**INSTRUCTIONS TO FOLLOW:** In the records below, write out everything from the line containing "subject: overcast sky" down to the line containing "[[1330,268],[1330,3],[8,0],[0,208],[1032,192],[1049,237]]", both lines included, without any changes.

--------------------------------------------------

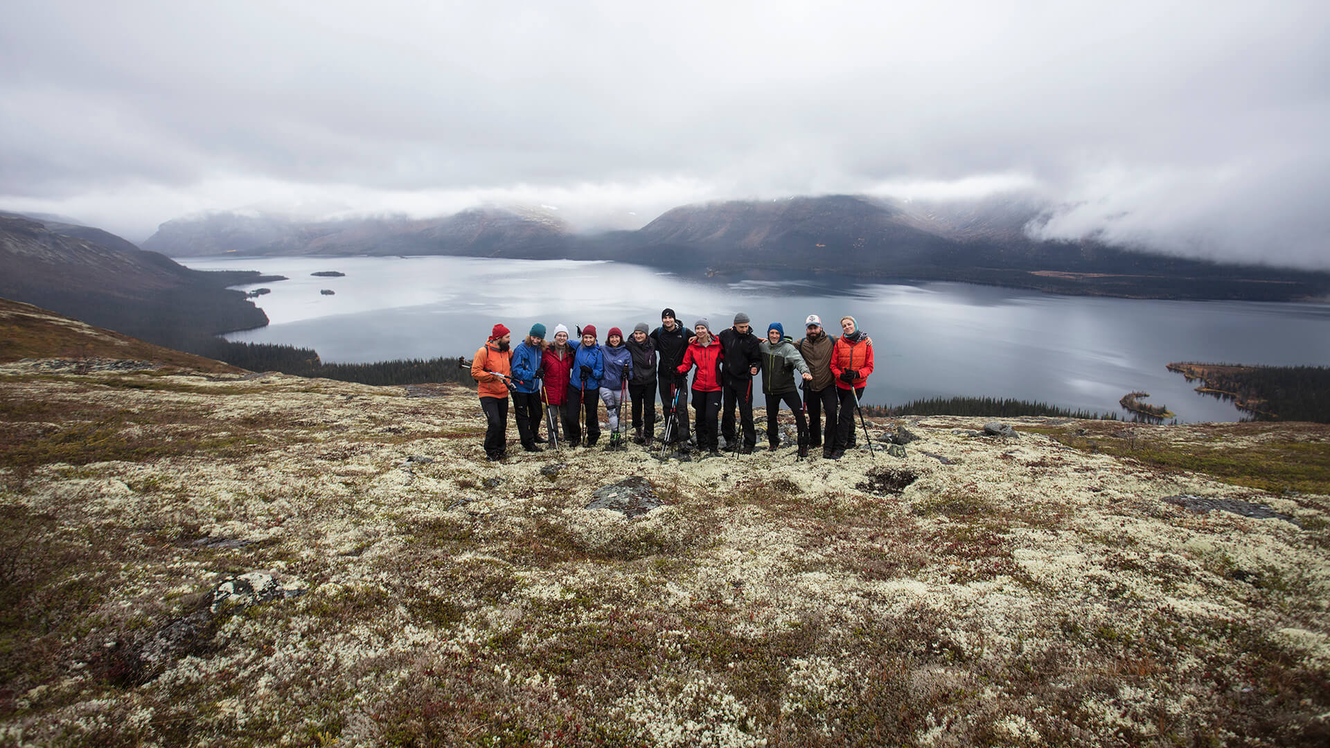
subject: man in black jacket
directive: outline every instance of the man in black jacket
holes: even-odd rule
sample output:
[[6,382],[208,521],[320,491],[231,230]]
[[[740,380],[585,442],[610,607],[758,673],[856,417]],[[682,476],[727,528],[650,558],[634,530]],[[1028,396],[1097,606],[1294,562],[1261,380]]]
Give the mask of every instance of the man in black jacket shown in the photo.
[[[681,443],[688,441],[688,375],[678,374],[677,369],[684,363],[684,351],[694,337],[692,330],[678,323],[673,309],[661,311],[661,326],[650,334],[660,355],[660,374],[656,382],[661,391],[661,417],[666,423],[672,413],[678,418],[678,431],[670,434],[670,439]],[[678,398],[681,406],[678,410],[673,407],[676,391],[684,393]]]
[[721,350],[725,351],[721,434],[725,435],[725,443],[735,449],[734,403],[738,403],[739,422],[743,426],[743,445],[738,450],[739,454],[751,454],[757,445],[757,431],[753,429],[753,375],[762,365],[762,353],[758,350],[762,341],[753,334],[749,315],[742,311],[734,315],[734,326],[721,330],[718,338]]
[[628,397],[633,399],[633,442],[652,449],[656,435],[656,341],[646,329],[646,322],[638,322],[624,345],[633,357],[633,373],[628,379]]

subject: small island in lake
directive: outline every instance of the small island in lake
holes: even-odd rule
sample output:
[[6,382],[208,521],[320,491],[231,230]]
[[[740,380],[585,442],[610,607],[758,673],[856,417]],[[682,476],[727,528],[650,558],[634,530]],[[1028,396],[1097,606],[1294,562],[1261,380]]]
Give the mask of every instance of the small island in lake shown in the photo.
[[1330,367],[1244,366],[1201,363],[1168,365],[1188,382],[1200,379],[1196,391],[1232,401],[1257,421],[1311,421],[1330,423]]
[[1148,398],[1148,397],[1150,397],[1149,393],[1140,393],[1140,391],[1127,393],[1125,395],[1123,395],[1123,399],[1117,401],[1117,405],[1125,407],[1127,410],[1130,410],[1137,415],[1144,415],[1145,418],[1149,419],[1164,421],[1165,418],[1177,418],[1177,415],[1174,415],[1173,411],[1170,411],[1168,407],[1162,405],[1148,405],[1141,402],[1141,398]]

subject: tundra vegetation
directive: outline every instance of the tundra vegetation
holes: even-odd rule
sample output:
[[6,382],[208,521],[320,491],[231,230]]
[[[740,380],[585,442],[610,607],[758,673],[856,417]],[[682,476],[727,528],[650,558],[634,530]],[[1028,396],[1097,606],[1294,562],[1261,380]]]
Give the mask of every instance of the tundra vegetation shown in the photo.
[[1007,423],[485,463],[454,385],[0,363],[0,744],[1325,745],[1330,427]]

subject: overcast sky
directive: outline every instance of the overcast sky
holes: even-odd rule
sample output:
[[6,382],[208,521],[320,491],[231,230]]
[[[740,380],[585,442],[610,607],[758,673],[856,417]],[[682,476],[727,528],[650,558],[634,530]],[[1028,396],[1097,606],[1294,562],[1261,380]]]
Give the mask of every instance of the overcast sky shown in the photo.
[[1330,268],[1330,3],[8,0],[0,208],[1032,192],[1049,237]]

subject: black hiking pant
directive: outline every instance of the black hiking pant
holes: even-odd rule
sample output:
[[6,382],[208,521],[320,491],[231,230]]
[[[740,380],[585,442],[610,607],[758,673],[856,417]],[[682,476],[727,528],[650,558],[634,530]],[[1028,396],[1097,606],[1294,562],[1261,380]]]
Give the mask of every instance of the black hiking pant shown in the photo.
[[[803,397],[809,403],[809,446],[821,446],[825,451],[835,449],[837,433],[837,397],[835,383],[830,383],[821,390],[805,390]],[[851,403],[853,405],[853,403]],[[827,413],[827,426],[822,429],[822,411]],[[823,442],[823,439],[826,439]]]
[[743,445],[751,447],[757,443],[757,430],[753,429],[753,379],[747,382],[732,382],[729,378],[721,385],[725,393],[725,415],[721,417],[721,434],[725,443],[734,446],[734,405],[739,406],[739,425],[743,426]]
[[[656,379],[656,386],[660,387],[661,393],[661,419],[669,422],[669,417],[673,413],[678,419],[677,431],[670,434],[672,442],[686,442],[688,441],[688,379],[678,378],[677,381],[672,377],[661,377]],[[674,411],[674,393],[678,391],[678,411]]]
[[790,390],[789,393],[769,393],[766,395],[766,441],[773,447],[781,443],[781,423],[778,417],[781,415],[781,403],[790,406],[794,411],[794,426],[798,430],[799,446],[809,443],[809,422],[803,418],[803,402],[799,401],[799,393]]
[[540,393],[513,393],[512,415],[517,422],[517,438],[521,439],[521,446],[536,446],[540,419],[545,415],[540,406]]
[[642,429],[644,437],[654,437],[656,382],[642,382],[641,385],[629,382],[628,397],[633,401],[633,429]]
[[850,450],[858,443],[854,435],[854,398],[863,399],[863,387],[842,390],[835,387],[841,395],[841,421],[837,425],[835,449]]
[[508,398],[480,398],[485,411],[485,455],[500,458],[508,451]]
[[718,450],[721,435],[716,431],[716,418],[721,411],[721,393],[693,390],[693,411],[697,418],[697,449]]
[[[581,407],[577,403],[581,402]],[[581,442],[579,418],[587,418],[587,446],[600,441],[600,387],[579,390],[568,385],[568,399],[564,402],[564,438],[573,446]]]

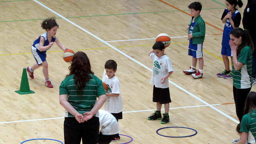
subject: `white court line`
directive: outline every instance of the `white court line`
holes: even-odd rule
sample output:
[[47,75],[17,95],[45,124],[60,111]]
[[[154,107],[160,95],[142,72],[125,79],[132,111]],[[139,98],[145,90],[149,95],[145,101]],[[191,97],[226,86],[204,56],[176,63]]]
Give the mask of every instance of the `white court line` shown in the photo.
[[[52,10],[51,9],[49,8],[46,7],[46,6],[45,6],[43,4],[42,4],[41,3],[40,3],[40,2],[38,2],[38,1],[37,1],[36,0],[33,0],[35,2],[36,2],[38,3],[38,4],[40,4],[41,6],[43,6],[43,7],[44,7],[44,8],[46,8],[46,9],[48,9],[50,11],[51,11],[53,13],[55,14],[56,14],[57,15],[58,15],[59,16],[60,16],[60,17],[61,17],[61,18],[62,18],[63,19],[64,19],[66,20],[67,21],[69,22],[71,24],[73,24],[73,25],[75,26],[77,26],[77,27],[78,27],[79,28],[80,28],[81,30],[82,30],[83,31],[85,32],[86,32],[87,33],[88,33],[88,34],[90,35],[91,36],[92,36],[93,37],[94,37],[97,38],[97,39],[98,39],[98,40],[100,40],[100,41],[101,41],[102,43],[105,43],[105,44],[106,44],[107,45],[108,45],[108,46],[109,46],[110,47],[113,48],[113,49],[114,49],[115,50],[116,50],[117,51],[118,51],[118,52],[119,52],[120,53],[122,54],[122,55],[124,55],[125,56],[126,56],[126,57],[128,57],[128,58],[130,59],[131,60],[133,60],[134,61],[136,62],[136,63],[137,63],[139,64],[139,65],[140,65],[141,66],[144,67],[144,68],[146,68],[146,69],[147,69],[148,70],[150,71],[151,72],[152,72],[152,70],[151,70],[151,69],[150,69],[148,67],[147,67],[146,66],[144,65],[143,65],[143,64],[141,63],[140,62],[138,61],[137,61],[136,60],[135,60],[134,59],[131,58],[131,57],[129,55],[127,55],[126,54],[125,54],[123,52],[122,52],[122,51],[120,51],[119,49],[117,49],[116,48],[115,48],[115,47],[114,47],[113,46],[112,46],[112,45],[109,44],[108,43],[107,43],[106,42],[105,42],[105,41],[103,41],[103,40],[102,40],[99,37],[97,37],[96,36],[95,36],[95,35],[94,35],[93,34],[91,33],[90,32],[88,32],[88,31],[85,30],[85,29],[84,29],[83,28],[82,28],[82,27],[81,27],[80,26],[74,23],[73,22],[72,22],[72,21],[71,21],[70,20],[68,20],[66,18],[63,17],[62,15],[60,15],[59,14],[58,14],[58,13],[56,13],[56,12],[55,12],[55,11],[54,11],[53,10]],[[179,86],[178,85],[177,85],[176,84],[175,84],[174,83],[173,83],[173,82],[172,82],[170,80],[169,80],[169,83],[170,83],[171,84],[172,84],[176,86],[176,87],[177,87],[178,88],[180,89],[181,89],[181,90],[183,90],[184,92],[190,95],[191,95],[191,96],[194,97],[194,98],[195,98],[196,99],[198,100],[199,100],[200,101],[201,101],[201,102],[202,102],[203,103],[204,103],[205,104],[206,104],[206,105],[210,107],[211,107],[213,109],[216,110],[217,112],[219,112],[220,113],[221,113],[221,114],[222,114],[223,115],[224,115],[224,116],[226,116],[227,118],[229,118],[230,119],[232,120],[232,121],[233,121],[234,122],[236,123],[237,124],[238,124],[239,123],[239,122],[238,121],[237,121],[237,120],[235,119],[234,118],[232,118],[231,117],[230,117],[230,116],[229,116],[228,115],[227,115],[227,114],[224,113],[224,112],[222,112],[220,110],[218,109],[217,109],[216,108],[215,108],[215,107],[213,107],[213,106],[211,105],[210,105],[209,104],[208,104],[208,103],[207,103],[207,102],[201,99],[200,98],[199,98],[197,97],[197,96],[196,96],[195,95],[192,94],[192,93],[191,93],[190,92],[189,92],[189,91],[188,91],[187,90],[186,90],[184,89],[183,89],[183,88],[180,87],[180,86]]]
[[[217,106],[218,105],[220,105],[220,104],[215,104],[214,105],[212,105],[212,106]],[[170,108],[169,109],[176,109],[177,108],[189,108],[190,107],[205,107],[207,106],[208,106],[207,105],[203,105],[202,106],[191,106],[189,107],[173,107],[172,108]],[[161,110],[164,110],[164,108],[162,108],[161,109]],[[130,112],[123,112],[123,113],[127,113],[129,112],[145,112],[146,111],[156,111],[156,109],[154,109],[154,110],[142,110],[141,111],[130,111]],[[32,119],[30,120],[20,120],[20,121],[13,121],[11,122],[1,122],[0,123],[0,124],[7,124],[8,123],[20,123],[21,122],[29,122],[31,121],[39,121],[39,120],[49,120],[49,119],[59,119],[60,118],[65,118],[64,117],[61,117],[60,118],[44,118],[42,119]]]
[[[205,35],[206,36],[208,36],[208,35]],[[188,37],[188,36],[182,36],[181,37],[170,37],[170,38],[176,38],[177,37]],[[145,40],[147,39],[155,39],[155,38],[144,38],[143,39],[128,39],[127,40],[120,40],[119,41],[106,41],[105,42],[122,42],[123,41],[137,41],[139,40]]]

--------------------------------------------------

**OUTPUT:**
subject: overcast sky
directive: outline every instance of the overcast sky
holes: even-odd rule
sample output:
[[6,382],[208,521],[320,491],[231,230]]
[[[740,380],[585,442],[610,607],[758,673],[856,417]],[[682,476],[727,528],[650,558],[634,530]],[[1028,396],[1097,606],[1294,562],[1261,380]]]
Give the mask of every instance of the overcast sky shown in the photo.
[[1330,268],[1330,3],[8,0],[0,208],[1032,192],[1049,237]]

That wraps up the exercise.